━━ Records for the task

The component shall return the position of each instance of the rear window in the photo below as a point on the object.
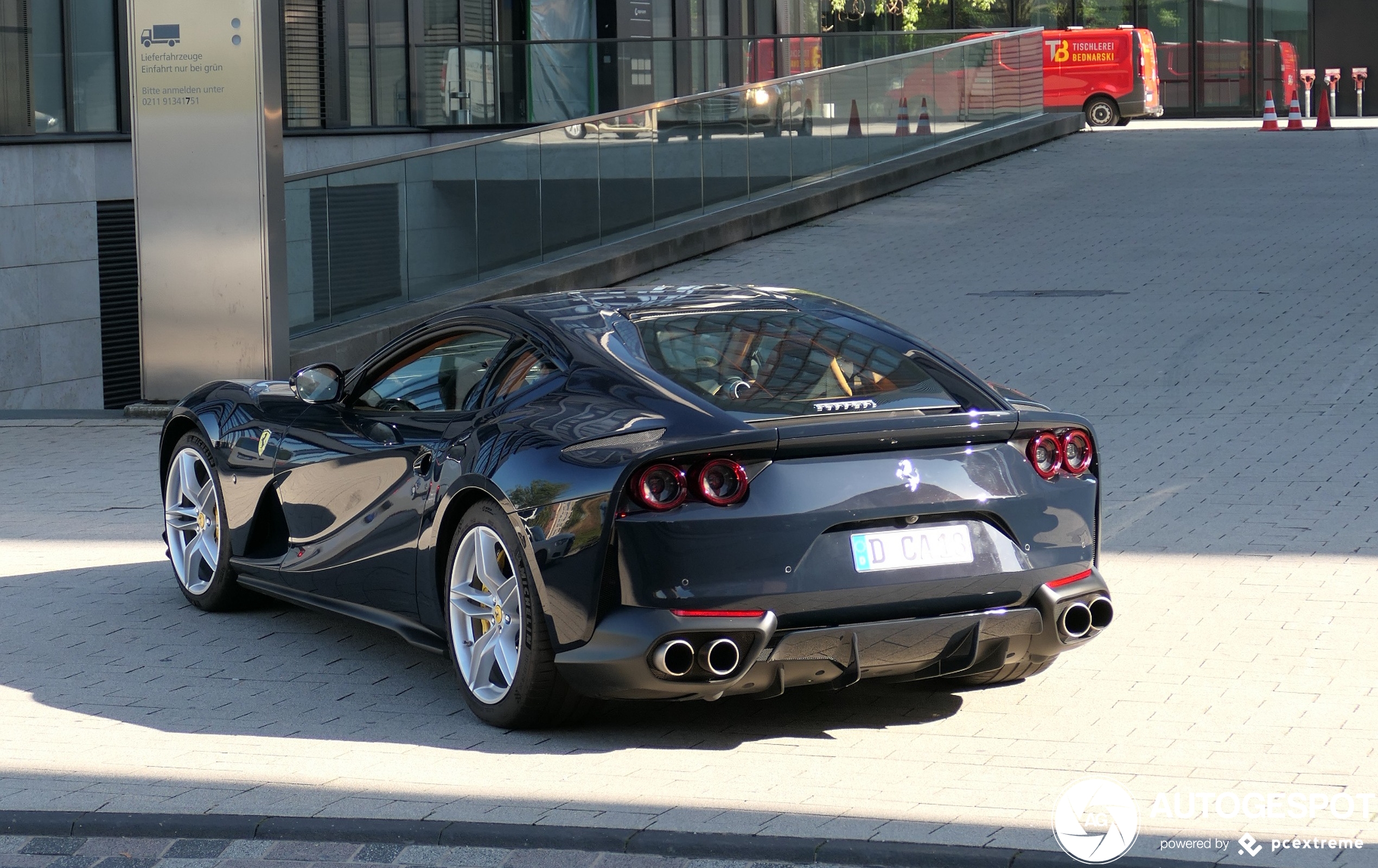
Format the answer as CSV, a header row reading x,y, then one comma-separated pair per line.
x,y
767,364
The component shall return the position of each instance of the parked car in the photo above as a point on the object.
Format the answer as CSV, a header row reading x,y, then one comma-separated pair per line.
x,y
659,494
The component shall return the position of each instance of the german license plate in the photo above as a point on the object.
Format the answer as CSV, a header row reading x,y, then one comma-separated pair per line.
x,y
929,546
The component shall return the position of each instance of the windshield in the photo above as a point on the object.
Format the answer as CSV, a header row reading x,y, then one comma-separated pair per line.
x,y
764,364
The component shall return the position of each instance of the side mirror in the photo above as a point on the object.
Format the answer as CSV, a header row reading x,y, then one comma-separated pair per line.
x,y
319,384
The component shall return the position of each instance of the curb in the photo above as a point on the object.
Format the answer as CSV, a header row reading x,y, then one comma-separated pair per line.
x,y
513,837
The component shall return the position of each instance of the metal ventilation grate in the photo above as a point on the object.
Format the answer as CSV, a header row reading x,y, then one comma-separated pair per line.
x,y
119,266
16,93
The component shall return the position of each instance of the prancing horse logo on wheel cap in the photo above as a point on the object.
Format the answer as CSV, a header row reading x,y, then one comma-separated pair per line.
x,y
1096,821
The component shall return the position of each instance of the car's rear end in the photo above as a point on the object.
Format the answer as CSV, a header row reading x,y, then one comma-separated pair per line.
x,y
877,513
1147,100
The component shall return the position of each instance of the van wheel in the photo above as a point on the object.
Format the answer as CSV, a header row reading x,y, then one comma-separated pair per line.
x,y
1101,112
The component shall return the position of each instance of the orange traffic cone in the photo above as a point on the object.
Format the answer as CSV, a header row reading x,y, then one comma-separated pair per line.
x,y
1323,116
924,127
1294,113
1269,113
855,124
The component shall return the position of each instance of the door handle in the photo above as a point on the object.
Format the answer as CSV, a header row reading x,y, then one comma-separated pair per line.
x,y
422,468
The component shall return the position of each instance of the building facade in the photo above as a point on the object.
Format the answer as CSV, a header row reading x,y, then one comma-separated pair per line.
x,y
373,78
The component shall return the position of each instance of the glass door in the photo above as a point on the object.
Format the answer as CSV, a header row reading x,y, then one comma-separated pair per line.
x,y
1170,22
1224,60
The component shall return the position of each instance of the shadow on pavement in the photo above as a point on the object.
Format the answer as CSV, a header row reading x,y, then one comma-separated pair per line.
x,y
120,642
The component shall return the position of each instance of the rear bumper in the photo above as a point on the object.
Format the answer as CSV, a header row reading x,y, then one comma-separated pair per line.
x,y
618,662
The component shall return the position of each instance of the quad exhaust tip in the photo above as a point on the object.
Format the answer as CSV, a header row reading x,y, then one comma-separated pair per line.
x,y
720,656
1103,612
674,658
1075,621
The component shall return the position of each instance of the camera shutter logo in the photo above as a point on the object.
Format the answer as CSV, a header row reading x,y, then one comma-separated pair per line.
x,y
1096,821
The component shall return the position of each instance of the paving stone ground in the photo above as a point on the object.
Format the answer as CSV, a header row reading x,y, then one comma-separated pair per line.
x,y
24,852
1205,294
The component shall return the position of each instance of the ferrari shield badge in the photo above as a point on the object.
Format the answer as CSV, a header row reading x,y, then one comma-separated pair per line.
x,y
909,474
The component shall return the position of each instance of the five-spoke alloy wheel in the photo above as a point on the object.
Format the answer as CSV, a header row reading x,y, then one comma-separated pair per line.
x,y
486,615
193,512
498,631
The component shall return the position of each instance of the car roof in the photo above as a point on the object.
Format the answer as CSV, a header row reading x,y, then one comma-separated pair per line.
x,y
636,302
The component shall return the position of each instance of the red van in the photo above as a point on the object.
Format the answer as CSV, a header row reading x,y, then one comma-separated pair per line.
x,y
1111,75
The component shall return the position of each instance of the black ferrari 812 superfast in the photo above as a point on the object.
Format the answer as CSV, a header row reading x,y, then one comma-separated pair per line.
x,y
672,492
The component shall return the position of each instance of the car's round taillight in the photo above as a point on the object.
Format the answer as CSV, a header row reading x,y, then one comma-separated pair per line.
x,y
721,483
1047,454
660,487
1077,452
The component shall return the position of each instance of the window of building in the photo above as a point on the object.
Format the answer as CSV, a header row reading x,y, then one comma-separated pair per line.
x,y
983,13
68,53
1053,14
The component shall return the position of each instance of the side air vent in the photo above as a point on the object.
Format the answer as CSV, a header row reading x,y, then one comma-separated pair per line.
x,y
608,451
268,531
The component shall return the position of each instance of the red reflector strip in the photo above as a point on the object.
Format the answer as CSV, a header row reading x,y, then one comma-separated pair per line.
x,y
1068,580
718,612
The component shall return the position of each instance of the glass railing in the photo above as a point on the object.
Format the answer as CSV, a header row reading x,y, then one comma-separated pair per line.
x,y
381,233
546,82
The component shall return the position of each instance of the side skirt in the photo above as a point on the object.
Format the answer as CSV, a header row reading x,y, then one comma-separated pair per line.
x,y
410,630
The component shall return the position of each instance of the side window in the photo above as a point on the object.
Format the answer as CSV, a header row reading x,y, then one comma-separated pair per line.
x,y
436,376
517,372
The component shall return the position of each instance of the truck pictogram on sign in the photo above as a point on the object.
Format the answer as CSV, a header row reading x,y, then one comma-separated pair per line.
x,y
163,35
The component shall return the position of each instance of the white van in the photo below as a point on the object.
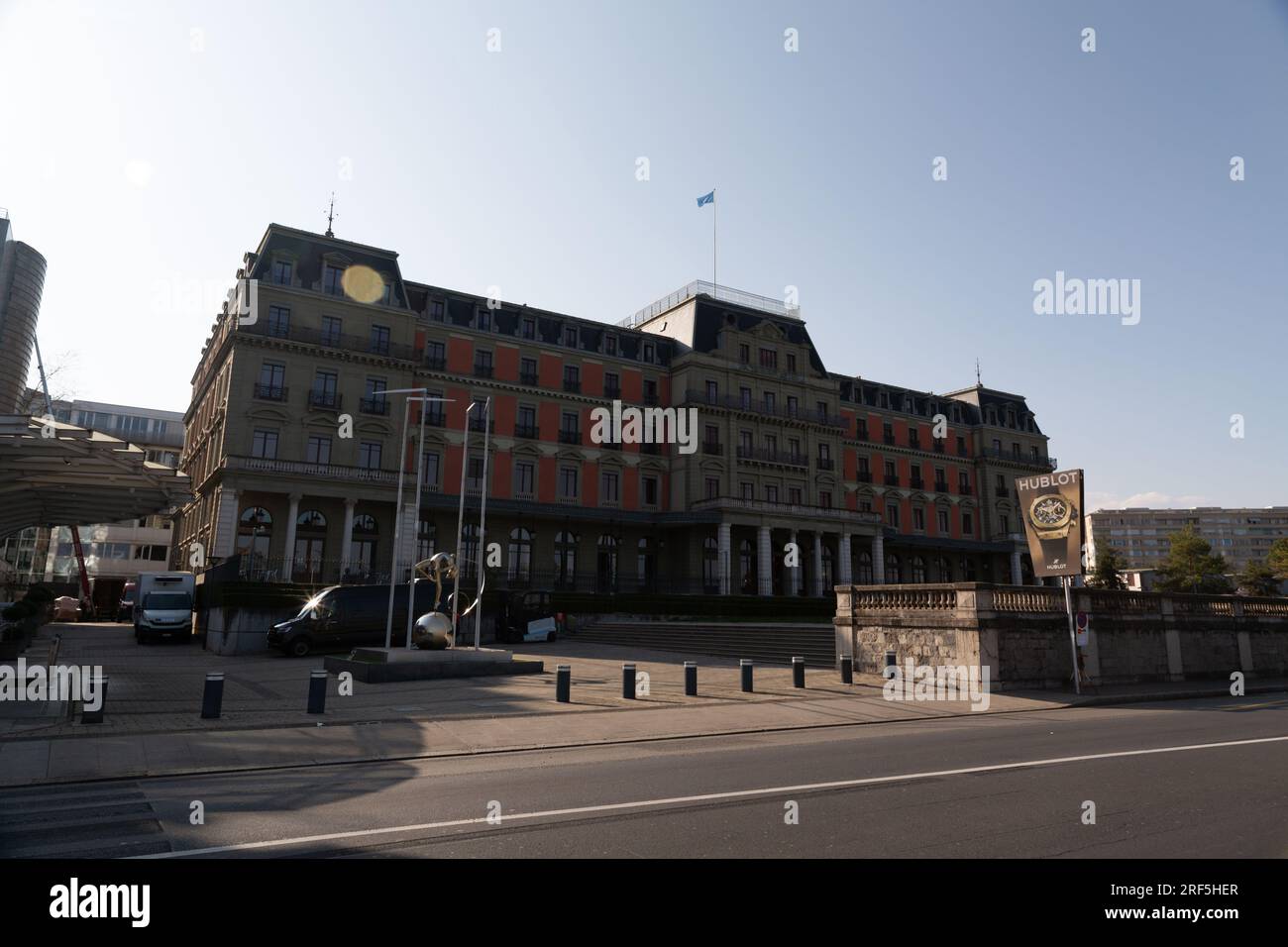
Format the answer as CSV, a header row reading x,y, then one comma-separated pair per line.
x,y
162,604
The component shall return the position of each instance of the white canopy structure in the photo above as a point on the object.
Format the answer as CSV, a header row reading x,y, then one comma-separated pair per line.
x,y
59,474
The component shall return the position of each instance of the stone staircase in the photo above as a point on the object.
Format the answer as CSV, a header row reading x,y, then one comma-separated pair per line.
x,y
761,642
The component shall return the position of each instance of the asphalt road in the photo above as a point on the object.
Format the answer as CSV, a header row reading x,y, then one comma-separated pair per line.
x,y
1170,780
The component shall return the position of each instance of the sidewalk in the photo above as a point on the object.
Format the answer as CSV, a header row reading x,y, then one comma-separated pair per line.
x,y
153,724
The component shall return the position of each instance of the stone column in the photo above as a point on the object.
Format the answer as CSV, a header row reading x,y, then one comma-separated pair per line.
x,y
288,553
724,544
347,538
764,562
226,523
818,565
795,571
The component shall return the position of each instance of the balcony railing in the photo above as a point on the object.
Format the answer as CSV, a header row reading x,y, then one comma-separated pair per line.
x,y
270,392
299,468
327,401
1041,463
330,339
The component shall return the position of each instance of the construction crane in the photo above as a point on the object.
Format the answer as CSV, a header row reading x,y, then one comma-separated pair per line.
x,y
86,598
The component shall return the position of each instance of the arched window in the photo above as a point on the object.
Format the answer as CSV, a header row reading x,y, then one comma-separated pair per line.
x,y
709,565
469,549
864,574
747,567
362,549
254,535
647,565
520,556
566,560
605,564
426,540
309,545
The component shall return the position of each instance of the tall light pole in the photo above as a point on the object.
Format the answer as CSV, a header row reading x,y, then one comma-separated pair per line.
x,y
398,512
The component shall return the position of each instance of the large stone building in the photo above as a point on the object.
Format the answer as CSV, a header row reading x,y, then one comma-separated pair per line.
x,y
1141,535
846,468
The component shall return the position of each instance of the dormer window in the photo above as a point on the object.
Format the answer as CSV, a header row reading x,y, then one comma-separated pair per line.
x,y
333,281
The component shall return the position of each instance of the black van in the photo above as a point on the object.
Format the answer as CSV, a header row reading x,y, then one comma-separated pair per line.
x,y
349,616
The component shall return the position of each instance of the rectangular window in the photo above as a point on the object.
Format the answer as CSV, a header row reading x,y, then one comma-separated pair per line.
x,y
608,486
430,468
333,281
369,455
318,450
278,321
568,482
265,445
524,478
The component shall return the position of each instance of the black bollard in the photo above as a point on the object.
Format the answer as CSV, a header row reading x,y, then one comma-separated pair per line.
x,y
213,697
97,715
317,690
563,684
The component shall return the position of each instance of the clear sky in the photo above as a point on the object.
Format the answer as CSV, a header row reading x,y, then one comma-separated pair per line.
x,y
146,146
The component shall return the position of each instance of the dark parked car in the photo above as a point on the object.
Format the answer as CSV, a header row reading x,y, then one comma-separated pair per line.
x,y
349,616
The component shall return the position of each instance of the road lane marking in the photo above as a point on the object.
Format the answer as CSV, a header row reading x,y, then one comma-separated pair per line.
x,y
703,797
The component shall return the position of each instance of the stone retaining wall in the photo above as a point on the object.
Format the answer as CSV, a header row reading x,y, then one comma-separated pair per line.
x,y
1021,633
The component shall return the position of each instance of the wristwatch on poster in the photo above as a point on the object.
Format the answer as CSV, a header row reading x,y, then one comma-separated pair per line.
x,y
1051,517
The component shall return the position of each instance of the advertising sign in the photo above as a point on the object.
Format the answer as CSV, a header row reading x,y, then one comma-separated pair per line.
x,y
1051,505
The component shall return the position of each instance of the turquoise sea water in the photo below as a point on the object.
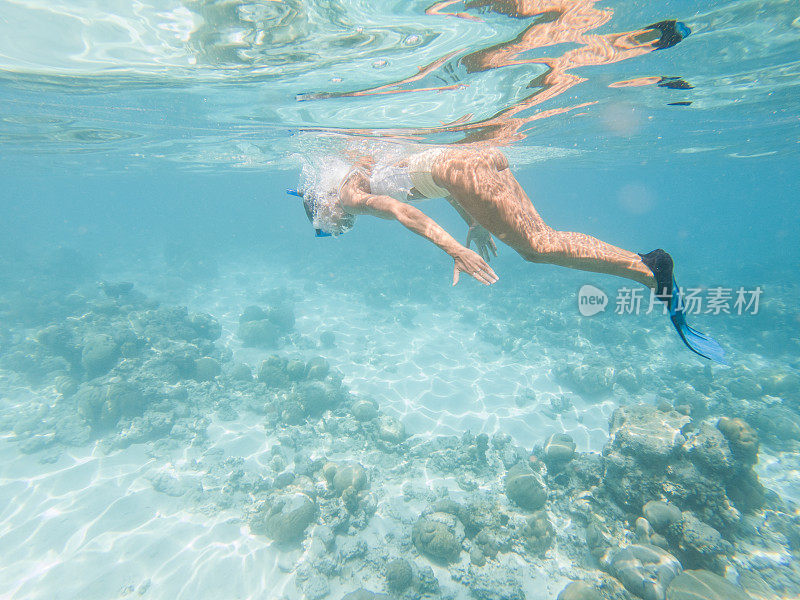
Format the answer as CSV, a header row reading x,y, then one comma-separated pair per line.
x,y
200,399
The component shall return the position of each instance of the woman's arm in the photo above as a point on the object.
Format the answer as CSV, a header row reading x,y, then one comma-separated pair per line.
x,y
415,220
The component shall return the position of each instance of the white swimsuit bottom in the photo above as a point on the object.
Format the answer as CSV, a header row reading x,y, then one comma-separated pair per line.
x,y
397,182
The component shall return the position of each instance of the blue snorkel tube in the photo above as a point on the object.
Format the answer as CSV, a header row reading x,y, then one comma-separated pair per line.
x,y
309,208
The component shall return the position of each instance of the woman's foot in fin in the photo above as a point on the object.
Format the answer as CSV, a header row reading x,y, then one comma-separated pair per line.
x,y
660,263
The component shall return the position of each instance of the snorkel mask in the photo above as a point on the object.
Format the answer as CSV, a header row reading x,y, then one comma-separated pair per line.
x,y
310,207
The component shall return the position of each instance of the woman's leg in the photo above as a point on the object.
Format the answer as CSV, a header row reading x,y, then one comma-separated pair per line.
x,y
485,187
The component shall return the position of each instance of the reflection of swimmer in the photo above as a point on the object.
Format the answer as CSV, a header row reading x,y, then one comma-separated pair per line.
x,y
481,187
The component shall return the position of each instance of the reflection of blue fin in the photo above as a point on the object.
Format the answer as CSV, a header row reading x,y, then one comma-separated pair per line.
x,y
697,342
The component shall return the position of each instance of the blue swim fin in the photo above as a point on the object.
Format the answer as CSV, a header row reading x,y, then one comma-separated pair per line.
x,y
697,342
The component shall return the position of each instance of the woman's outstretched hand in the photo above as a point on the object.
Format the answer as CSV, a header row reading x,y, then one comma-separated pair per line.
x,y
484,243
472,264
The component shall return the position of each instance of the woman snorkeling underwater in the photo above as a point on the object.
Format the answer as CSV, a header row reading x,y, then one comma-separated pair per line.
x,y
480,186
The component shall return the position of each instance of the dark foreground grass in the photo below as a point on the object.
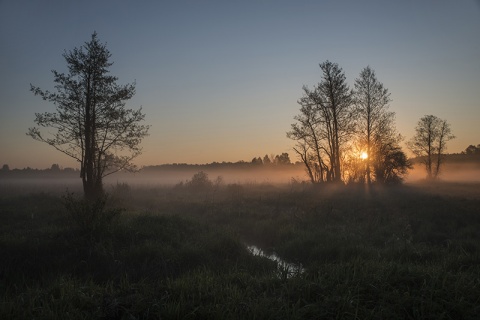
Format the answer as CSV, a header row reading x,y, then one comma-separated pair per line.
x,y
402,253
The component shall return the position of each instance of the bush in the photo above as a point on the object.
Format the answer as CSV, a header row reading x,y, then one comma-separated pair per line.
x,y
200,182
91,217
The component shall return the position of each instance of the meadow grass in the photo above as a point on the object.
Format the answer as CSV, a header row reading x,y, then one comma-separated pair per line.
x,y
406,252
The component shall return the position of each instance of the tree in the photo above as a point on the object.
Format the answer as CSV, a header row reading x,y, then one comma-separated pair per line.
x,y
430,143
91,121
471,149
282,159
324,125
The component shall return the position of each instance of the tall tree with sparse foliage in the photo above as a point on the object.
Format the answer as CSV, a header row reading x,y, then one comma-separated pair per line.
x,y
430,143
92,124
376,133
325,125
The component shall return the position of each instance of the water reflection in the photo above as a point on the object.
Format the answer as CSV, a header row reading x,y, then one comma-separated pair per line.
x,y
285,269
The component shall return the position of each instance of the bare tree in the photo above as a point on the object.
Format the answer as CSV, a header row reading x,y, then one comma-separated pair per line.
x,y
430,143
374,120
91,122
324,124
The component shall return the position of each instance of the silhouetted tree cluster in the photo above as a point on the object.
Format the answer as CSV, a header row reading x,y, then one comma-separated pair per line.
x,y
430,143
471,149
281,159
348,135
92,124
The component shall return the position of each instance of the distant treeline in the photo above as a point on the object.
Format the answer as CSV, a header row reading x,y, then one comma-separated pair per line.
x,y
470,155
455,158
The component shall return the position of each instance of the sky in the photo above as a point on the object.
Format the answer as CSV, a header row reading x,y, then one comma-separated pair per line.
x,y
219,80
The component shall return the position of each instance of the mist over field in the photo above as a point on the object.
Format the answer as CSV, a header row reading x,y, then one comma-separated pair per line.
x,y
467,172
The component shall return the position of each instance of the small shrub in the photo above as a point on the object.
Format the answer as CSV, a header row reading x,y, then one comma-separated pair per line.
x,y
199,182
91,217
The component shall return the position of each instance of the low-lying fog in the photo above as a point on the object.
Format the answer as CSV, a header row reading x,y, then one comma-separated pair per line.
x,y
461,173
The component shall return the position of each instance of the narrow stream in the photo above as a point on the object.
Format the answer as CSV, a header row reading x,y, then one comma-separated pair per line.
x,y
284,269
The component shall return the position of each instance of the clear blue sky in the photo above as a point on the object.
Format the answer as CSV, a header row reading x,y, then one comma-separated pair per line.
x,y
219,80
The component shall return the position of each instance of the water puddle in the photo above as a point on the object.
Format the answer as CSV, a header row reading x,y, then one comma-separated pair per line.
x,y
284,269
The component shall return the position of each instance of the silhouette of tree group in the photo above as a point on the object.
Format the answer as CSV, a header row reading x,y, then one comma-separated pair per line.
x,y
430,143
348,135
91,122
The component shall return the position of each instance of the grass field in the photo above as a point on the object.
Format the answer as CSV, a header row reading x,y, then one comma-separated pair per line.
x,y
405,252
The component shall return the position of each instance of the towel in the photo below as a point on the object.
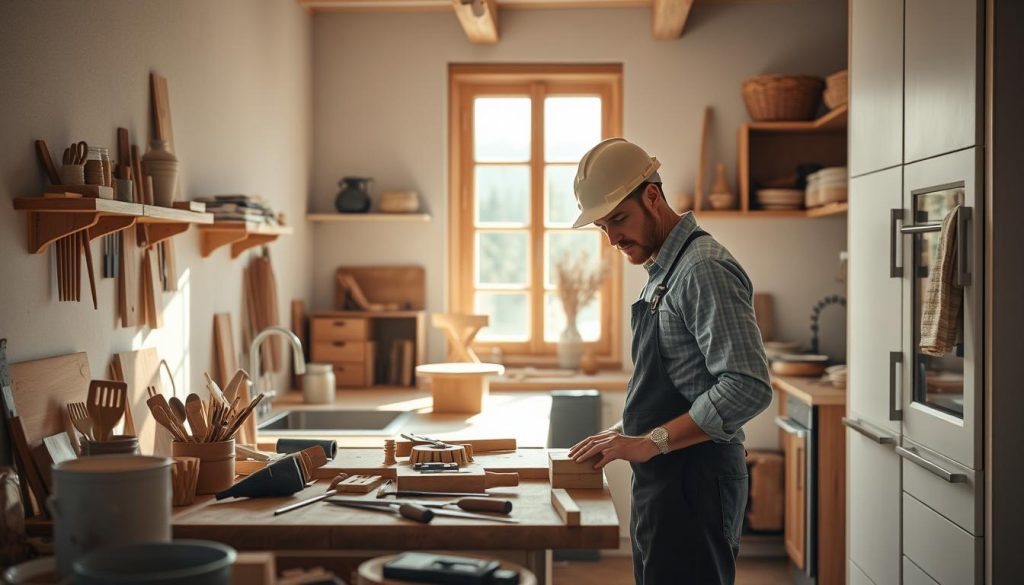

━━━━

**Challenge:** Give everything from the line containing "of the narrow" down to the end of the entries as a numbered list, skipping blank lines and leaving out the pictures.

**Result for this exercise:**
1. The component shall return the position of each instance of the narrow stream in the photo above as a point on the object.
2. Format the answer as CSV, a header row reading x,y, then one comma-separated pair per line.
3. x,y
4. 284,269
5. The component shall return the position of each instance of the clear blue sky in the photo above as a point on the object.
6. Format the answer as CSV, a header row reading x,y, then one comma-separated pair per line.
7. x,y
8. 219,80
9. The component shall return the position of each instance of the water puddle in the photo above as a point on the object.
10. Format the answer as CSV, a header row reading x,y, then one comma-separated pair per line.
11. x,y
12. 284,269
13. The component shall return the position of each instance of the silhouette of tree group in the photo above as a point on the object.
14. Format the answer as CSV, a header row reading x,y, then one comma-separated pair per line.
15. x,y
16. 430,143
17. 348,135
18. 91,122
19. The component shall return the position of each instance of the grass field in the photo above as a point on the object.
20. Format the answer as CSV, a header row reading x,y, then one comma-separated pair per line.
21. x,y
22. 405,252
23. The component shall return the position of each instance of the towel in the photo below as a point on the object.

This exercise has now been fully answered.